• _Extract to read_
The holder of a mineral right is required to exercise the rights granted subject to the surface rights of the owner or occupier of the land. The owner or lawful occupier of land retains the right to graze livestock upon or to cultivate the surface of the land if the grazing or cultivation does not interfere with the mineral operations in the area.
The holder of a mineral right is also required to compensate the owner or lawful occupier for the disturbance of the surface rights of the owner or lawful occupier. The compensation may be monetary or by way of resettlement, the cost of which shall be borne by the mineral right holder. Where people have to be displaced, there is a constitutional obligation to resettle them.
Where land is required to secure the development or utilisation of a mineral resource, the President may acquire the land or authorise its occupation and use subject to the prompt payment of fair and adequate compensation.
Act 703 also gives the Minister the power of pre-emption in respect of all minerals raised, won or obtained in Ghana. The exercise of this power is subject to the constitutional provisions regulating expropriation and to the terms of agreements entered into with mineral rights holders. In any case, that power has not, to the best of our knowledge, been exercised in more than 30 years.

• _Data_
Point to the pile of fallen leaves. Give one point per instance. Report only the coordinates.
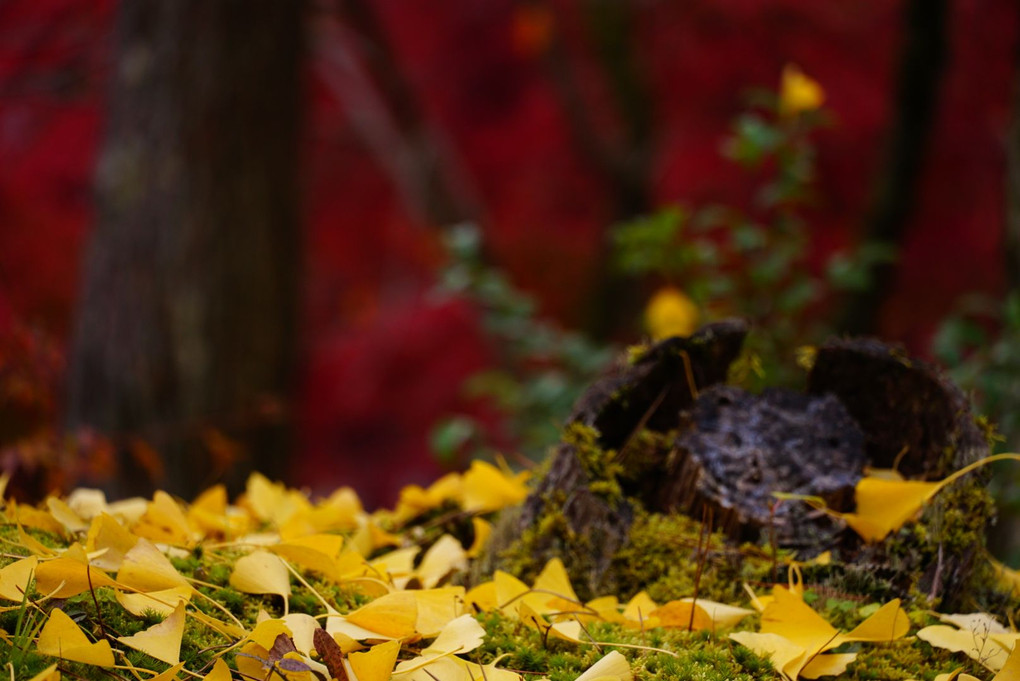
(383, 596)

• _Work to complete_
(1) Copy word for word the part of the mineral rights passage that begins at "Where land is" and stops after "than 30 years.".
(2) State whether each statement agrees with the mineral rights passage, answering yes or no and quoting the words that decide it. (a) Compensation to the owner or lawful occupier may take the form of resettlement paid for by the mineral right holder. (b) Once a mineral right is granted, the owner of the land may no longer cultivate its surface. (c) The Minister's power of pre-emption has been used often over the past 30 years.
Rely on the mineral rights passage alone.

• _Full solutions_
(1)
Where land is required to secure the development or utilisation of a mineral resource, the President may acquire the land or authorise its occupation and use subject to the prompt payment of fair and adequate compensation.
Act 703 also gives the Minister the power of pre-emption in respect of all minerals raised, won or obtained in Ghana. The exercise of this power is subject to the constitutional provisions regulating expropriation and to the terms of agreements entered into with mineral rights holders. In any case, that power has not, to the best of our knowledge, been exercised in more than 30 years.

(2)
(a) Yes: "The compensation may be monetary or by way of resettlement, the cost of which shall be borne by the mineral right holder."
(b) No: "The owner or lawful occupier of land retains the right to graze livestock upon or to cultivate the surface of the land if the grazing or cultivation does not interfere with the mineral operations in the area."
(c) No: "that power has not, to the best of our knowledge, been exercised in more than 30 years."